[Excerpts of pointing data]
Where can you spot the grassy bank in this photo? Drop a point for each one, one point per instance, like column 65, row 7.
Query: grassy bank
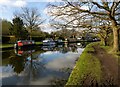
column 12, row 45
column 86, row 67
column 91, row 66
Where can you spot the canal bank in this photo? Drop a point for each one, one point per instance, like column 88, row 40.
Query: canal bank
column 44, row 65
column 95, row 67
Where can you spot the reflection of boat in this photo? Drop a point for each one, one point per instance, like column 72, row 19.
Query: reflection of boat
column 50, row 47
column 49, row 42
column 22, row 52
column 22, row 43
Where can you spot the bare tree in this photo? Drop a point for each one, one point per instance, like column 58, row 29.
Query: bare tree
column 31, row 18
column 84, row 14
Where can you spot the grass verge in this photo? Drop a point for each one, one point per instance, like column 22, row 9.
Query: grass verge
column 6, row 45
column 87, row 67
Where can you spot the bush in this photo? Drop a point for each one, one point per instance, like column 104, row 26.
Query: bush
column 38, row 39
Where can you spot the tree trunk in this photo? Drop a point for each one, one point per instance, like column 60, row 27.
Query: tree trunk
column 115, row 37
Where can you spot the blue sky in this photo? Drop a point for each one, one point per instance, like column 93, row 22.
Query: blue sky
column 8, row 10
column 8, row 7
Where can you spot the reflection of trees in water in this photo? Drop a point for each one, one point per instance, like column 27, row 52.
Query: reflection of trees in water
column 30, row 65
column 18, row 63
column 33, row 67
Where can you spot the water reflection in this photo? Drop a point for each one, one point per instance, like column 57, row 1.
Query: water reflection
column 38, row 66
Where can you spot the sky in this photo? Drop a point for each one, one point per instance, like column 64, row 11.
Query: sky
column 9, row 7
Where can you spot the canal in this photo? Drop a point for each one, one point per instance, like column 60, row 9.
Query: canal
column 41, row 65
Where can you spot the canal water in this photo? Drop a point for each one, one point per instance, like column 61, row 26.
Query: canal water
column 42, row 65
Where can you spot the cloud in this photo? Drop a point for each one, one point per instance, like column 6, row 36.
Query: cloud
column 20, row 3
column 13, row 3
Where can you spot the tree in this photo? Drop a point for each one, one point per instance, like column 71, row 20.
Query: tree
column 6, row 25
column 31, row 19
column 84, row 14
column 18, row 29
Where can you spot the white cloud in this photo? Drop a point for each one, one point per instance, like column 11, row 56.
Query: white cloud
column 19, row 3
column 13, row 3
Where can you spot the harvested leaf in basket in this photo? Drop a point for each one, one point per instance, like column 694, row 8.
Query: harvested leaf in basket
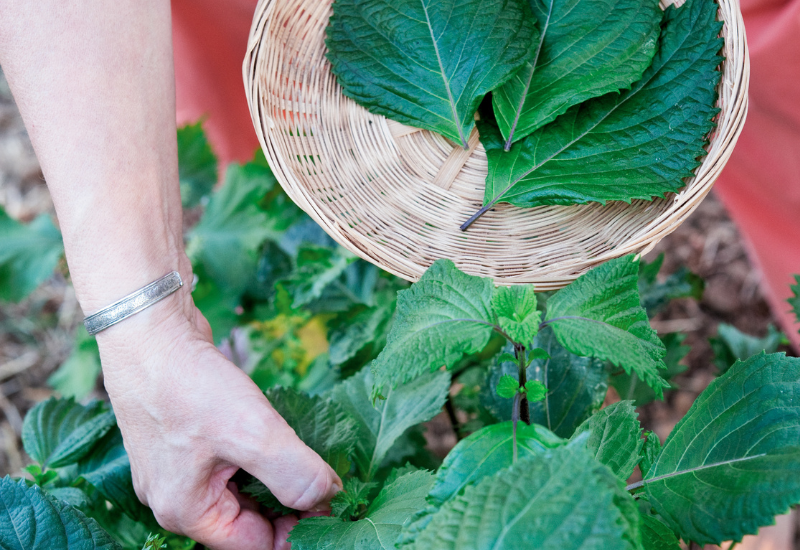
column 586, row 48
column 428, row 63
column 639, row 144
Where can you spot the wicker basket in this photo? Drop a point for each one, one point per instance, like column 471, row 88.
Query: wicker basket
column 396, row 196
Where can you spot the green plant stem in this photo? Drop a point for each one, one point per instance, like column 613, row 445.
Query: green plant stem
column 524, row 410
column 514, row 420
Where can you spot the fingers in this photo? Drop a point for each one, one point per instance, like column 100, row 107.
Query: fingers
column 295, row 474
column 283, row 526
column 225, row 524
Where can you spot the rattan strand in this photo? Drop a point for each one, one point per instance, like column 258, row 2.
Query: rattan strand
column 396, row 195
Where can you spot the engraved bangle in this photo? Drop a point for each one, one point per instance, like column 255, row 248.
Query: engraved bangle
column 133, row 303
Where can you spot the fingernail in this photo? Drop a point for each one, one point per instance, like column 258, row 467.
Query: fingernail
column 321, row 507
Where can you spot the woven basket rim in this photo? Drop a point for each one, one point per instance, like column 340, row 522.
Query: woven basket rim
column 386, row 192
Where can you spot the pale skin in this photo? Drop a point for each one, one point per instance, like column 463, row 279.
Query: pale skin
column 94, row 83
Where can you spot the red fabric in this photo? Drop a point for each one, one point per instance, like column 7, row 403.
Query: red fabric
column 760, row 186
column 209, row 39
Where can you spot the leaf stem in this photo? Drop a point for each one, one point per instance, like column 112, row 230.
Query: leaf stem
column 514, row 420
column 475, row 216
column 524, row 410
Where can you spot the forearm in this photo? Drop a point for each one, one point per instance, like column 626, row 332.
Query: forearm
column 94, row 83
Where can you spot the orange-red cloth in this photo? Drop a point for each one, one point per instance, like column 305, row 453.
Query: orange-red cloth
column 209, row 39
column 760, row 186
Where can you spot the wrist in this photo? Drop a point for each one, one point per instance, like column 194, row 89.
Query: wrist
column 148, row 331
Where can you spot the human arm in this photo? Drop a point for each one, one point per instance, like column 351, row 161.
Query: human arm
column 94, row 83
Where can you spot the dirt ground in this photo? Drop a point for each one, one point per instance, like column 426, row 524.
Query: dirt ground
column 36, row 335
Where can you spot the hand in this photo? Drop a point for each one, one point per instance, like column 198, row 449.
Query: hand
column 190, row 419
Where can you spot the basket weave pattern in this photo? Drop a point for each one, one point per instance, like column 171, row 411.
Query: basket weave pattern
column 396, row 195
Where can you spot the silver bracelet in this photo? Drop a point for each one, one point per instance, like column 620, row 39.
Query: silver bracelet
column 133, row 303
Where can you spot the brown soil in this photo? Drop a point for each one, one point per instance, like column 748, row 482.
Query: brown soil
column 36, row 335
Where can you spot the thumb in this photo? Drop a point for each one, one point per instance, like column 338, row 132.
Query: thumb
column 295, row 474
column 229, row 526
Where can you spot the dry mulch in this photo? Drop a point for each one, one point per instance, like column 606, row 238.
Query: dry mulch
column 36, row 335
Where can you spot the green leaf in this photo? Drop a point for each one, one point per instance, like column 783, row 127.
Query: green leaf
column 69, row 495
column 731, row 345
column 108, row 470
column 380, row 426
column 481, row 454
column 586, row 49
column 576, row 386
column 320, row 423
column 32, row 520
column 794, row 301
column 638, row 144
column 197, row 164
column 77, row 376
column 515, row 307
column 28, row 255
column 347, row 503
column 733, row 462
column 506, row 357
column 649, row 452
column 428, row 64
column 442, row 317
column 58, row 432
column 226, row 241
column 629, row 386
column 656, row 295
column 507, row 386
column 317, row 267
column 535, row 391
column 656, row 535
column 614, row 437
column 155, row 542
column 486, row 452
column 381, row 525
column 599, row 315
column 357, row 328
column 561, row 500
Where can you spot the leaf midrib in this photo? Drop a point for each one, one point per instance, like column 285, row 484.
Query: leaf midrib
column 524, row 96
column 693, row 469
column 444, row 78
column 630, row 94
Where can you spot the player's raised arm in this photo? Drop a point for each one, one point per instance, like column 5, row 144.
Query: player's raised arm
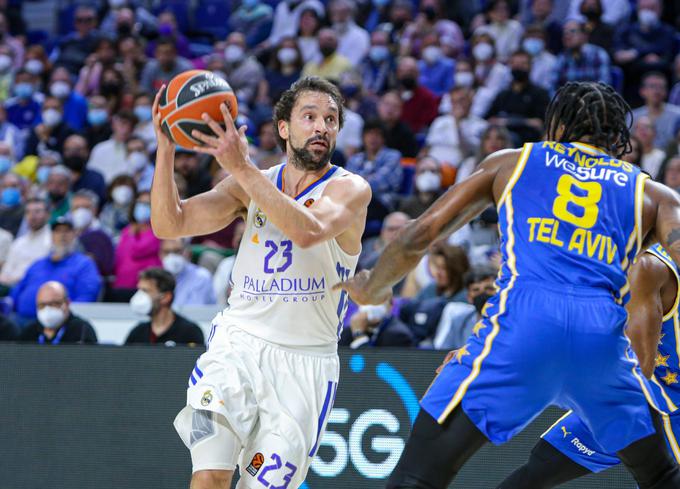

• [Exercise] Give all of the data above as a JSON list of strings, one string per line, with blank lines dropped. Leave the pictures out.

• [The response]
[
  "Where can you spot the grassy bank in this photo? Drop a point for each one, one point per instance, like column 65, row 7.",
  "Query: grassy bank",
  "column 12, row 45",
  "column 86, row 67",
  "column 91, row 66",
  "Where can you spot the canal bank in this photo? Drop a point for each one, one point per instance, like column 88, row 40.",
  "Query: canal bank",
  "column 44, row 65",
  "column 95, row 67",
  "Where can you spot the reflection of boat in this photo? Drop a point for each one, one point per instance, like column 72, row 19.",
  "Query: reflection of boat",
  "column 50, row 47",
  "column 49, row 42",
  "column 22, row 52",
  "column 22, row 43",
  "Where can you spot the bare tree in this photo? Drop a point for each one, one point per instance, like column 58, row 29.",
  "Query: bare tree",
  "column 31, row 18",
  "column 84, row 14",
  "Where can you spot the grass verge in this photo? Drop a point for each one, one point per instance, like column 22, row 9.",
  "Query: grass verge",
  "column 6, row 45",
  "column 87, row 67",
  "Where can you spot the bush in this photo? Drop a point for each one, one point per instance, like column 104, row 26.",
  "Query: bush",
  "column 38, row 39",
  "Where can you spot the tree trunk in this photo? Drop a point for each one, one point per instance, like column 60, row 27.",
  "Query: tree trunk",
  "column 115, row 37",
  "Where can you spot the blue sky in this photo? Drop a point for each one, one point per instance, like column 93, row 22.",
  "Query: blue sky",
  "column 8, row 10",
  "column 8, row 7",
  "Where can you spot the reflection of trees in water in this photo? Drop a point for each one, one point per instance, like column 27, row 52.",
  "Query: reflection of trees in water",
  "column 30, row 65",
  "column 18, row 63",
  "column 33, row 67",
  "Where can you spot the water reflection in this photo? Drop a point for each one, one point per instance, like column 57, row 1.",
  "Query: water reflection",
  "column 38, row 66",
  "Where can you spot the sky in this photo? Drop a point for each one, one point per instance, like column 64, row 11.",
  "Query: sky",
  "column 9, row 7",
  "Where can you spot the canal in this photo? Drop a point for each one, one point per instance, like column 60, row 9.",
  "Query: canal",
  "column 41, row 65",
  "Where can you spot the canal water in this photo? Drop a point for each one, one point per instance, like column 61, row 26.",
  "Query: canal water",
  "column 42, row 65",
  "Where can you spot the cloud in this photo? Drop a point for each one, one point per instance, like column 6, row 36.",
  "Query: cloud",
  "column 20, row 3",
  "column 13, row 3",
  "Where can you spot the tree in this photo? Drop a point for each one, one point per instance, like column 71, row 20.",
  "Query: tree",
  "column 6, row 25",
  "column 31, row 19",
  "column 84, row 14",
  "column 18, row 29",
  "Where can you spot the white cloud in this photo? Drop a point for each one, one point per instance, like column 11, row 56.",
  "Query: white cloud",
  "column 19, row 3",
  "column 13, row 3",
  "Where can you spot the harvested leaf in basket in this photo? Drop a point for each one, one point per instance, like column 694, row 8.",
  "Query: harvested leaf in basket",
  "column 586, row 48",
  "column 428, row 63",
  "column 639, row 144",
  "Where can you spot the wicker basket in this photo? Drop a point for each one, one point per instance, like column 471, row 88.",
  "Query: wicker basket",
  "column 396, row 196",
  "Where can you spot the green plant stem in this photo? Drop a point for each one, one point per instance, like column 613, row 445.",
  "Query: green plant stem",
  "column 524, row 410",
  "column 514, row 420",
  "Where can you spot the fingers in this photo? Drop a point for each one, one point per instance, like column 100, row 107.",
  "Query: fingers",
  "column 295, row 474",
  "column 283, row 526",
  "column 225, row 524",
  "Where can you spot the rattan strand in this photo? Drop a point for each one, one point per instance, like column 258, row 2.",
  "Query: rattan strand",
  "column 396, row 195",
  "Where can you spot the engraved bangle in this photo? Drop a point for each one, one point per instance, like column 255, row 248.",
  "Query: engraved bangle",
  "column 133, row 303",
  "Where can you spot the fingernail in this photo? Drop a point for each one, one point per instance, like column 258, row 467.",
  "Query: fingernail",
  "column 321, row 507",
  "Where can you spot the woven basket rim in this photo? Drop a point for each one, one point per instance, like column 340, row 522.",
  "Query: woven basket rim",
  "column 386, row 192",
  "Where can you spot the pale skin in this photo? Drop a point for each one, one point per instance, like column 463, row 279.",
  "Query: pale skin",
  "column 94, row 83",
  "Where can you spot the red fabric in this photo? Drop a point for each one, one point per instance, like column 7, row 403.",
  "Query: red fabric",
  "column 760, row 186",
  "column 209, row 39",
  "Where can you spot the leaf stem in this photo? Drop a point for each one, one point per instance, like column 112, row 230.",
  "Query: leaf stem",
  "column 514, row 420",
  "column 475, row 216",
  "column 524, row 410",
  "Where can you spot the forearm in this photo? Drop a point for each one, one point per instance, like column 626, row 332.",
  "Query: forearm",
  "column 94, row 83",
  "Where can you spot the orange-red cloth in this photo? Drop a point for each one, one point per instance, like column 305, row 453.",
  "Query: orange-red cloth",
  "column 209, row 39",
  "column 760, row 186",
  "Where can you spot the wrist in this photo? Drop a point for each one, one point per instance, like column 194, row 89.",
  "Query: wrist",
  "column 148, row 331",
  "Where can you spot the human arm in this photo? Drop a point for each one, one point per instance, like column 351, row 161.",
  "Query: human arm",
  "column 94, row 83",
  "Where can you spot the dirt ground in this photo? Drop a point for each one, one point per instance, like column 426, row 524.",
  "Query: dirt ground",
  "column 36, row 335",
  "Where can you spot the hand in this photo? Drop a point for each one, one point per instance, like column 198, row 449.",
  "Query: hand",
  "column 190, row 419",
  "Where can you spot the basket weave pattern in this photo? Drop a point for each one, one point per instance, like column 171, row 411.",
  "Query: basket weave pattern",
  "column 396, row 195",
  "Where can you spot the silver bracelet in this photo? Drop a point for each one, one point per instance, like column 620, row 39.",
  "Query: silver bracelet",
  "column 133, row 303",
  "Where can you spot the brown soil in this photo? Drop a point for each one, one point per instance, like column 748, row 482.",
  "Query: brown soil",
  "column 36, row 335",
  "Where can you spot the thumb in this photo? Drop a point for each one, one point per instance, like column 338, row 132.",
  "Query: thumb",
  "column 295, row 474",
  "column 229, row 526",
  "Where can you spot the dry mulch in this photo? Drop a point for each one, one point per instance, like column 606, row 238.",
  "Query: dry mulch",
  "column 36, row 335",
  "Where can you spot the green leaf in this photo? Drop a point for each one, one point per instance, like column 783, row 127.",
  "Query: green leaf",
  "column 69, row 495",
  "column 731, row 345",
  "column 108, row 470",
  "column 380, row 426",
  "column 481, row 454",
  "column 586, row 49",
  "column 576, row 386",
  "column 320, row 423",
  "column 32, row 520",
  "column 794, row 301",
  "column 638, row 144",
  "column 197, row 164",
  "column 77, row 376",
  "column 515, row 307",
  "column 28, row 255",
  "column 347, row 503",
  "column 733, row 462",
  "column 506, row 357",
  "column 649, row 452",
  "column 428, row 64",
  "column 442, row 317",
  "column 58, row 432",
  "column 226, row 241",
  "column 629, row 386",
  "column 656, row 295",
  "column 507, row 386",
  "column 317, row 267",
  "column 535, row 391",
  "column 656, row 535",
  "column 614, row 437",
  "column 155, row 542",
  "column 486, row 452",
  "column 381, row 525",
  "column 599, row 315",
  "column 357, row 328",
  "column 561, row 500",
  "Where can you spot the leaf midrib in this photo? Drop a point for each one, one point per instance, like column 285, row 484.",
  "Query: leaf midrib",
  "column 524, row 96",
  "column 693, row 469",
  "column 444, row 78",
  "column 630, row 94",
  "Where can you spot the player's raised arm in this photo? Drop a point for each one, one point per instance, like column 5, row 144.",
  "Query: player's raised arm"
]